• PARTS OF THE EXERCISE
**1)** Condense the paragraph beginning "Ralph Kirshbaum has appeared" in the Ralph Kirshbaum biography into a shorter version that keeps its main facts.
**2)** In the Ralph Kirshbaum biography, reproduce everything from "Ralph Kirshbaum has" down to "and Yefim Bronfman.", with "festivals" renamed as "concert series".

Ralph Kirshbaum has appeared with many of the world’s great orchestras and most esteemed conductors. His repertoire ranges from Haydn and Dvorák to Prokofiev and Lutoslawski. He appears regularly at prominent international festivals and maintains an active chamber music schedule with long-time colleagues and friends. Having enjoyed a thirty-year collaboration with pianist Peter Frankl and violinist Gyorgy Pauk, he now tours regularly with violinist Robert McDuffie and violist Lawrence Dutton, and has performed frequently with Pinchas Zukerman and Peter Jablonski. Other collaborators have included Lang Lang, Joshua Bell, Leif Ove Andsnes, Vadim Repin, Joseph Swensen, Wu Han and Yefim Bronfman.

(Data items)
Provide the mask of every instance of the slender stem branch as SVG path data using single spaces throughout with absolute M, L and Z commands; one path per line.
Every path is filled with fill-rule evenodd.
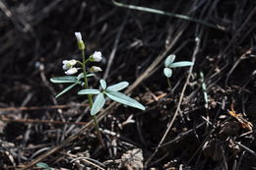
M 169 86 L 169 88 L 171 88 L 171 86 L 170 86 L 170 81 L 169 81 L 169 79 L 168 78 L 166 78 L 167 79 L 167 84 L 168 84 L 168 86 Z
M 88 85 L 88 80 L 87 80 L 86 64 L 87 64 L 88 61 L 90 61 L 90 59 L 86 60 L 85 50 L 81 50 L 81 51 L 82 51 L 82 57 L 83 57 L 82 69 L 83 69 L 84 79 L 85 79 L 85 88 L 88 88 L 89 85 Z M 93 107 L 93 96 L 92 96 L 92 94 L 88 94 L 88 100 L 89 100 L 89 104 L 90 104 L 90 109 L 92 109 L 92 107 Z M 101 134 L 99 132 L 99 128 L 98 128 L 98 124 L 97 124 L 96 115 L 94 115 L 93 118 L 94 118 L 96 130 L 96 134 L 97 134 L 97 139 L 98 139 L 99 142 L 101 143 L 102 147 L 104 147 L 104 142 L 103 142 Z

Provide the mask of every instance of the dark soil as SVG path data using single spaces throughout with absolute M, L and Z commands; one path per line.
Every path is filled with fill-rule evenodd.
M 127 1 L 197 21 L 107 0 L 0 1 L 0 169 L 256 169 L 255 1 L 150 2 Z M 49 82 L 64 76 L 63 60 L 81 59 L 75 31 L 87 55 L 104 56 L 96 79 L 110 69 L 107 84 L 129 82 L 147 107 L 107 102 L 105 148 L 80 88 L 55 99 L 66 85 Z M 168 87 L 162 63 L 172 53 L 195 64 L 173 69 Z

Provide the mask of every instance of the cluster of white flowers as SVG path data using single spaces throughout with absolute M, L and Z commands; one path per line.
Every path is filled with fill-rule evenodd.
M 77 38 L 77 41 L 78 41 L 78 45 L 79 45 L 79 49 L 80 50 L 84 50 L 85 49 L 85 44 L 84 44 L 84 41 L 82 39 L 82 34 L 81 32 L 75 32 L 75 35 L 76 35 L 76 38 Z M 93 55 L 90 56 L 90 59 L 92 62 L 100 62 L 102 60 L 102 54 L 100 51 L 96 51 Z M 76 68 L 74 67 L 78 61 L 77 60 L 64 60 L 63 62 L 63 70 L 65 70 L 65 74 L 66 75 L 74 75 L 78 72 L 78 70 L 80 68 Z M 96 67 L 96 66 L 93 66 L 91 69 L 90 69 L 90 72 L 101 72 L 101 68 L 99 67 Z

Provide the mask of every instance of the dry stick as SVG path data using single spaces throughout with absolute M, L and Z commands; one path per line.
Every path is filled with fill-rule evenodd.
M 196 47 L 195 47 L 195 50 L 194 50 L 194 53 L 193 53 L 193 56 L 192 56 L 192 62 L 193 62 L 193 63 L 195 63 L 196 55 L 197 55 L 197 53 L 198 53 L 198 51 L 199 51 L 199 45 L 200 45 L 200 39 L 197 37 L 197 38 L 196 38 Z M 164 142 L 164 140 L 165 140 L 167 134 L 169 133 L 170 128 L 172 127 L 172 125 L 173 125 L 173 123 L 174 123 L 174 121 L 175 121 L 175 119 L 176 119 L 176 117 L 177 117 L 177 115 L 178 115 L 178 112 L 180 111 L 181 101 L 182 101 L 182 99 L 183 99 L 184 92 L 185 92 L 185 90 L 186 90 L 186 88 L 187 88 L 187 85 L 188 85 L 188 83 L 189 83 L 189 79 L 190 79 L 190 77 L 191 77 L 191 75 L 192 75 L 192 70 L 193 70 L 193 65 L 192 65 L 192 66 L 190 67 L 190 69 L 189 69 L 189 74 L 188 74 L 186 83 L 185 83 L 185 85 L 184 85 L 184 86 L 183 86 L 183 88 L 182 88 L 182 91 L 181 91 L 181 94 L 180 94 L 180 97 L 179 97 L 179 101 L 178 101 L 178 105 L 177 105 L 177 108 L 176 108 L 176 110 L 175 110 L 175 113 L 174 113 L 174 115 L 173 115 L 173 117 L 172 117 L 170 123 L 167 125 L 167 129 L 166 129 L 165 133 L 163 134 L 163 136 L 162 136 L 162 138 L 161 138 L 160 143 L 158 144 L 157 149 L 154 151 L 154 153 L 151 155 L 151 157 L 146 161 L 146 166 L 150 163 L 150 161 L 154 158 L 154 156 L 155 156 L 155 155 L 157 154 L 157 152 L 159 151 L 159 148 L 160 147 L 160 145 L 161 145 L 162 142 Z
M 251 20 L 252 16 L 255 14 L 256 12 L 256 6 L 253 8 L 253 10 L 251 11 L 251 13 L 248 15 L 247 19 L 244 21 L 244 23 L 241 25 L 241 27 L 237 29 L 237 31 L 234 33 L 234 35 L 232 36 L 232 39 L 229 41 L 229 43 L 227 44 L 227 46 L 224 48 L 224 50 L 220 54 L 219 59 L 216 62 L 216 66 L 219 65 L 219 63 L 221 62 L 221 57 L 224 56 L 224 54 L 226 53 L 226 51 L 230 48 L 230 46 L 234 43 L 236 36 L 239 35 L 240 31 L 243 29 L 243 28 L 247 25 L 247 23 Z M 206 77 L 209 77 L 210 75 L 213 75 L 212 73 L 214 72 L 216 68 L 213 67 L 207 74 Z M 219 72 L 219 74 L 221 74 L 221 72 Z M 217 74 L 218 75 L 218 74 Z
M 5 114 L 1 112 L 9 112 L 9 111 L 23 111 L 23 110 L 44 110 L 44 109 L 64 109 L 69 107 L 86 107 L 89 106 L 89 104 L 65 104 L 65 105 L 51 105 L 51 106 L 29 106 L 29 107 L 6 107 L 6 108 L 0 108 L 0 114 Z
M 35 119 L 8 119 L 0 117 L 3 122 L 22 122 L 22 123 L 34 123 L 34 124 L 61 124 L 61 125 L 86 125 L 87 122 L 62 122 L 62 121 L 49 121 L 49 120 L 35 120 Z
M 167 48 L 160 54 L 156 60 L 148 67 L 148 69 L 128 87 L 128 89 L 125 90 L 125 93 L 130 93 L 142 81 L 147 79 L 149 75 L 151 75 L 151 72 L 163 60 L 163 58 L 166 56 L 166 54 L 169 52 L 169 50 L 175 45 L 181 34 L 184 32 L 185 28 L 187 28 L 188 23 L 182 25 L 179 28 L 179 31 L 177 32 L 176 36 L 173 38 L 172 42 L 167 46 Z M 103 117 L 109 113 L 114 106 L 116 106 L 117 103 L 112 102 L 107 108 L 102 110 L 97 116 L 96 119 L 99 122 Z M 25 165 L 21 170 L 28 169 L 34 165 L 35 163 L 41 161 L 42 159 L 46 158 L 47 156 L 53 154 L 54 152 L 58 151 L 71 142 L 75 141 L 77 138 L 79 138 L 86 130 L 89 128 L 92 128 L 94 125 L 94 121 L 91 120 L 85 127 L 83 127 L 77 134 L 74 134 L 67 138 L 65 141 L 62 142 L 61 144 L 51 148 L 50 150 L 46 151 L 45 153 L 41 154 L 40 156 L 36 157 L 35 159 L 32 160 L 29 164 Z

• ANSWERS TO THE EXERCISES
**1)** Ralph Kirshbaum has performed with many leading orchestras and conductors, in a repertoire ranging from Haydn and Dvorák to Prokofiev and Lutoslawski. He appears regularly at major international festivals and is active in chamber music. After a thirty-year collaboration with Peter Frankl and Gyorgy Pauk, he now tours with Robert McDuffie and Lawrence Dutton and performs often with Pinchas Zukerman and Peter Jablonski. He has also collaborated with Lang Lang, Joshua Bell, Leif Ove Andsnes, Vadim Repin, Joseph Swensen, Wu Han and Yefim Bronfman.

**2)**
Ralph Kirshbaum has appeared with many of the world’s great orchestras and most esteemed conductors. His repertoire ranges from Haydn and Dvorák to Prokofiev and Lutoslawski. He appears regularly at prominent international concert series and maintains an active chamber music schedule with long-time colleagues and friends. Having enjoyed a thirty-year collaboration with pianist Peter Frankl and violinist Gyorgy Pauk, he now tours regularly with violinist Robert McDuffie and violist Lawrence Dutton, and has performed frequently with Pinchas Zukerman and Peter Jablonski. Other collaborators have included Lang Lang, Joshua Bell, Leif Ove Andsnes, Vadim Repin, Joseph Swensen, Wu Han and Yefim Bronfman.